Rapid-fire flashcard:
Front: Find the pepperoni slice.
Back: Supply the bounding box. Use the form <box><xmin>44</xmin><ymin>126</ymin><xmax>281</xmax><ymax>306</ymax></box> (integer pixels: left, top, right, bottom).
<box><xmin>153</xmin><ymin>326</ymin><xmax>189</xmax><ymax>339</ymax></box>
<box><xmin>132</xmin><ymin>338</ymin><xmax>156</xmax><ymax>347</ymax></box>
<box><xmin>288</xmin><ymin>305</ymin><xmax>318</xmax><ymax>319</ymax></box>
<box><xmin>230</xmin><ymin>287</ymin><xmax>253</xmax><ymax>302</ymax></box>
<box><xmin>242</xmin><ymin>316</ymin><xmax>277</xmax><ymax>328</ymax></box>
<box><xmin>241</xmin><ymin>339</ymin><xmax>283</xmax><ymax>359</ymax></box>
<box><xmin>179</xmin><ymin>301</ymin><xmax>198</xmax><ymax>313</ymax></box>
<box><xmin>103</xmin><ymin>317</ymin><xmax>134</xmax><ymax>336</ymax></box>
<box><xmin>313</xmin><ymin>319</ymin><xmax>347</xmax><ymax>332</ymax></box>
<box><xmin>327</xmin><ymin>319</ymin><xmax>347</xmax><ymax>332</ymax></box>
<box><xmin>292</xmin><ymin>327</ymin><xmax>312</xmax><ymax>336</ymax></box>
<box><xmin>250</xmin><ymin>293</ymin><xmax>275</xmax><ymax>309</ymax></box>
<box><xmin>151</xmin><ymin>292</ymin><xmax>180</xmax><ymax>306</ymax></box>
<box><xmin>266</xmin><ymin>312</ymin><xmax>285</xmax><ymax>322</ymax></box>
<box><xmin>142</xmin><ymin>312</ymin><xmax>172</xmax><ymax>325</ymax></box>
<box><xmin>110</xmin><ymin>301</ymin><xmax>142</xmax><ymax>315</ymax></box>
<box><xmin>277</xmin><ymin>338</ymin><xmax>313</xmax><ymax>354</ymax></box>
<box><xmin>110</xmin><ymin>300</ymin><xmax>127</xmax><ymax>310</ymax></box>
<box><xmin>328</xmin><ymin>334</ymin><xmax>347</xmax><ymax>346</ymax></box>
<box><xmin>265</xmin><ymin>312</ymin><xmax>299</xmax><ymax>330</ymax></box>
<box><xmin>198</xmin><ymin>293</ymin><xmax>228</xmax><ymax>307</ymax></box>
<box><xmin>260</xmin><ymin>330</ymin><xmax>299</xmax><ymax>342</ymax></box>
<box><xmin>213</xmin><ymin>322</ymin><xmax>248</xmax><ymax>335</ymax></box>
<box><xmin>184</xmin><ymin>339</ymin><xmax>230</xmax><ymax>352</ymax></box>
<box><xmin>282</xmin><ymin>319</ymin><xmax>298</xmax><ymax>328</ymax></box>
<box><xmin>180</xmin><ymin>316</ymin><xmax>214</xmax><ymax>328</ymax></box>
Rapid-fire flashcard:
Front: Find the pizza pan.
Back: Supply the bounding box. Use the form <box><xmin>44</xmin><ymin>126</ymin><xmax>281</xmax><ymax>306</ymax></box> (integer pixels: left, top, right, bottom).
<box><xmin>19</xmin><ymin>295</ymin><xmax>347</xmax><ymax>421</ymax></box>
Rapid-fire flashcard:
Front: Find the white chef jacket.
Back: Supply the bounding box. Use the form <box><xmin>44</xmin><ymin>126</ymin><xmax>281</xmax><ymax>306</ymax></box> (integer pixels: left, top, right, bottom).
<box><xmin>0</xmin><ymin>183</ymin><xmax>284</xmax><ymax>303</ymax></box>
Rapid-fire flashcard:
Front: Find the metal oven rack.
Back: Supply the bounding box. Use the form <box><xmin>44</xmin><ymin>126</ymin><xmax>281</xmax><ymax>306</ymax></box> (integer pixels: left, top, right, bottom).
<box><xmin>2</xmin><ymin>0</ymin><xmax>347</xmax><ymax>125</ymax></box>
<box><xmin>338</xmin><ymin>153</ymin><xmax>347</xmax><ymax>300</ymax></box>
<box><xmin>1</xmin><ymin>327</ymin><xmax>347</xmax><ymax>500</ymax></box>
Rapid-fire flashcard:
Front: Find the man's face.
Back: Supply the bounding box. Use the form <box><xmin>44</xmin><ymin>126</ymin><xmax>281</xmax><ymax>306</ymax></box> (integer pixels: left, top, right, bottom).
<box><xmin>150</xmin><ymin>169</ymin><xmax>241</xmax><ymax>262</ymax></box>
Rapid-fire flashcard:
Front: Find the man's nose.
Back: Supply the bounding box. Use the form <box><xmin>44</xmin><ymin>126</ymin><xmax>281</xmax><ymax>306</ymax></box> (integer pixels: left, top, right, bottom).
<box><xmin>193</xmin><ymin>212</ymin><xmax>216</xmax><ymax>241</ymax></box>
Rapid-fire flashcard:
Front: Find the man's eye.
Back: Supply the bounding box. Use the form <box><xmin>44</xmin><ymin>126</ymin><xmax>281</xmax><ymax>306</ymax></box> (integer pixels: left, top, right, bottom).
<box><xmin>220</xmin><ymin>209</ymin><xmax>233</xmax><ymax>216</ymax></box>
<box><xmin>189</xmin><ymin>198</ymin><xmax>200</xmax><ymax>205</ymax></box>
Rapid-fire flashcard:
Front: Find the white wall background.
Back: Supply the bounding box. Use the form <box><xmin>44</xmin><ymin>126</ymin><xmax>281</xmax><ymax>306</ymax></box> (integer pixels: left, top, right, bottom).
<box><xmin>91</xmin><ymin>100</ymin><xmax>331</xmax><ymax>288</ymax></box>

**Problem details**
Each line in the listing above that contains "white" should be copied.

**Response**
Front: Find the white chef jacket.
Front: Find the white wall background.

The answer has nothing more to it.